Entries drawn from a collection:
________________

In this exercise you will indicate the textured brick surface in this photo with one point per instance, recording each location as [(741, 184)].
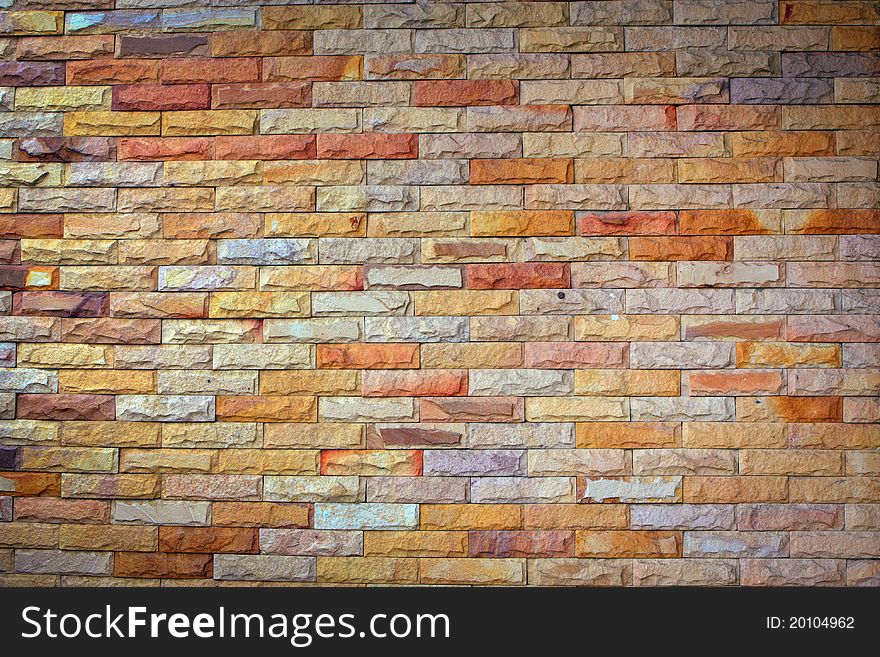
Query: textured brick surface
[(440, 292)]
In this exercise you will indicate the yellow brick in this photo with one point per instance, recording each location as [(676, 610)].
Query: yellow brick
[(639, 383), (259, 304), (786, 354), (315, 224), (108, 537), (209, 122), (110, 434), (734, 489), (26, 174), (111, 124), (62, 99), (576, 409), (635, 328), (494, 572), (338, 383), (116, 382), (65, 355), (167, 460), (415, 544), (733, 435), (213, 173), (574, 516), (367, 570), (522, 223), (315, 172), (311, 18), (467, 302), (140, 486), (328, 436), (68, 459), (808, 462), (473, 355), (418, 224), (268, 461), (470, 516)]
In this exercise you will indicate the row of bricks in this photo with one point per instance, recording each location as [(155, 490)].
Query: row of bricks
[(486, 73), (760, 337), (432, 198), (434, 225), (429, 93), (526, 171), (333, 321), (843, 514), (496, 122), (276, 69), (380, 289), (449, 468), (508, 409), (508, 32), (385, 262), (460, 15), (532, 368), (438, 382), (167, 569), (453, 15), (594, 544), (475, 435), (853, 514)]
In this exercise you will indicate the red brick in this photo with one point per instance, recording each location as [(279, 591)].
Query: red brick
[(157, 149), (61, 304), (56, 509), (681, 248), (262, 95), (368, 146), (195, 70), (368, 356), (626, 223), (266, 147), (517, 275), (163, 564), (159, 97), (458, 93), (209, 539), (66, 407)]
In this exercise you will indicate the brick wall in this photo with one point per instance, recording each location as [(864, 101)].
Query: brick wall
[(439, 292)]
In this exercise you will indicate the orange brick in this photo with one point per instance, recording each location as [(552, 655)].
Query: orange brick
[(521, 172), (368, 356), (680, 248), (456, 93)]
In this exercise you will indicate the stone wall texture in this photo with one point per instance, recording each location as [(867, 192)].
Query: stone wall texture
[(481, 293)]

________________

> **THE REQUEST**
Copy every one of the records above word for word, leaving out the pictures.

> **WRITTEN SOLUTION**
In this exercise you will indicate the textured brick surface in this photo with one point per instance, recording each location as [(741, 184)].
Query: textured brick surface
[(440, 292)]
In this exercise you will indicate the yellow brick in this photo with one point per instance, recording each location as [(676, 610)].
Query: yellow brick
[(639, 383), (259, 304), (786, 354), (315, 224), (108, 537), (209, 122), (110, 434), (734, 489), (26, 174), (111, 124), (62, 99), (576, 409), (635, 328), (494, 572), (338, 383), (116, 382), (65, 355), (167, 460), (415, 544), (733, 435), (213, 173), (574, 516), (367, 570), (522, 223), (315, 172), (311, 18), (467, 302), (140, 486), (328, 436), (68, 459), (808, 462), (473, 355), (418, 224), (268, 461), (470, 516)]
In this exercise you will indicate the row of bricks in this photo with one point per instance, recording each location as [(155, 490)].
Query: row of bricks
[(486, 73), (760, 337), (432, 198), (434, 225), (429, 93), (526, 171), (333, 321), (843, 514), (496, 122), (276, 69), (380, 289), (449, 468), (508, 409), (508, 32), (385, 262), (460, 15), (532, 368), (438, 382), (167, 569), (453, 15), (594, 544), (475, 435), (853, 514)]
In this exercise you will indicate the red brick in this photo with one point per instance, recording each location as [(279, 591)].
Query: red brick
[(157, 149), (61, 304), (56, 509), (681, 248), (262, 95), (368, 146), (195, 70), (368, 356), (626, 223), (266, 147), (517, 275), (163, 564), (159, 97), (458, 93), (209, 539), (66, 407)]
In this exercise you will indicate the brick wall in this photo with one point per instance, recording each location as [(864, 101)].
Query: brick wall
[(439, 292)]
In this exercise you will indicate the orange brick in this photo with one point per instance, recording each location as [(552, 655)].
Query: orange brick
[(521, 172), (368, 356), (680, 248), (456, 93)]
In this exercise you will indicate the stone wall texture in this photo with one point per instance, recording each location as [(867, 192)].
Query: stone wall texture
[(481, 293)]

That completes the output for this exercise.